━━━━━ Исходный текст ━━━━━
Другим существенным для размежевания художников-энтузиастов и филистеров является, конечно же, вопрос о задачах искусства. То ли оно «позволяет человеку почувствовать своё высшее назначение и из пошлой суеты ведёт его в храм Изиды» [8,1; 55], то ли «цель искусства вообще – доставлять человеку приятное развлечение и отвращать его от более серьёзных или, вернее – единственно подобающих ему занятий» [8,1; 52]. Очень похожую сентенцию изрекает биржевой воротила в «Артусовой зале» [ср.: 7,1;122]. И тем не менее, цитированные слова Гофман вкладывает в уста не кого иного как Крейслера! Этот бескомпромиссный энтузиаст то и дело дистанцируется от жрецов «храма Изиды», именуя их «безумцами», «глупцами», «несчастными мечтателями» [8,5; 55]. Конечно, Крейслер надевает здесь свою любимую ироническую маску, но в этих словах слышится и нечто большее – скепсис, затаённое сомнение в высоком предназначении искусства и художника.
━━━━━ Записи ━━━━━
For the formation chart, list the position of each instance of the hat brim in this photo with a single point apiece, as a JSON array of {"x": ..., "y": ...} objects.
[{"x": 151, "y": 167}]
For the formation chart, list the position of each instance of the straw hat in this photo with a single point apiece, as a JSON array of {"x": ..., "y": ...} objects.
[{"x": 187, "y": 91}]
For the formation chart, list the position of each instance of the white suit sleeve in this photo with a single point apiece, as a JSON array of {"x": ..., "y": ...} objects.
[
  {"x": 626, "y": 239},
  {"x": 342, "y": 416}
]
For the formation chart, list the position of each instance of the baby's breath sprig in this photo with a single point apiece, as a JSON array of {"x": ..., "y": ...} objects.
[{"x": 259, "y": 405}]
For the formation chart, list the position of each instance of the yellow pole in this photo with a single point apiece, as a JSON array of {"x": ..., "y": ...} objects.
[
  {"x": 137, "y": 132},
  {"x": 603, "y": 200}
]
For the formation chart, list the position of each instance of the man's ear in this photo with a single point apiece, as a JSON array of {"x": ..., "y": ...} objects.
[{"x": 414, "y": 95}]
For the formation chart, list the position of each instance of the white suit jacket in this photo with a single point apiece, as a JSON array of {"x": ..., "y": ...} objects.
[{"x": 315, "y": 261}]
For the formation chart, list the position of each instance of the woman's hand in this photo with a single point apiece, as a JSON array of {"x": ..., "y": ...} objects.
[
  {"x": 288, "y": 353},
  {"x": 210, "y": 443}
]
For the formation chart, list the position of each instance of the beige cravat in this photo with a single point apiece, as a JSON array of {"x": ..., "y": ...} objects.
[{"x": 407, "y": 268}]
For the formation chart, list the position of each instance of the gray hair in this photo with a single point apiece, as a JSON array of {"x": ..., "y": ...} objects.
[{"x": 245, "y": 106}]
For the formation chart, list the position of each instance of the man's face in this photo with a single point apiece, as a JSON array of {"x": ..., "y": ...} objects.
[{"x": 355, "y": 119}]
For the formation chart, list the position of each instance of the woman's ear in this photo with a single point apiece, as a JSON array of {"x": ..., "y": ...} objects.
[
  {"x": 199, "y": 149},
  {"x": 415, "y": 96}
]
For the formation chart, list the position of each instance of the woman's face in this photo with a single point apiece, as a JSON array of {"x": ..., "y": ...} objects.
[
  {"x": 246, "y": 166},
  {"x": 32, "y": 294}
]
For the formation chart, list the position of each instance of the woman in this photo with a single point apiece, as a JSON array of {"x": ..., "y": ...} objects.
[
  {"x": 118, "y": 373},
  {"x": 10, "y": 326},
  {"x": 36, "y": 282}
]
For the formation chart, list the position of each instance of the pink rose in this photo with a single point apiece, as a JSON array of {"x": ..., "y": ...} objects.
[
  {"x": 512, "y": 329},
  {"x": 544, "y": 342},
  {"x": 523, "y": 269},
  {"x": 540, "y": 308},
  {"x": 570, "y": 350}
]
━━━━━
- Задание
Определите, согласуются ли с исходным текстом следующие утверждения. Для каждого ответьте «да» или «нет» и приведите точную цитату из исходного текста, которая это решает.
1. Гофман вкладывает слова о цели искусства как приятном развлечении в уста Крейслера.
2. В словах Крейслера нет никакого сомнения в высоком предназначении искусства.
3. Похожую сентенцию произносит биржевой воротила.

- Ответ
1. Да: «цитированные слова Гофман вкладывает в уста не кого иного как Крейслера».
2. Нет: «затаённое сомнение в высоком предназначении искусства и художника».
3. Да: «Очень похожую сентенцию изрекает биржевой воротила».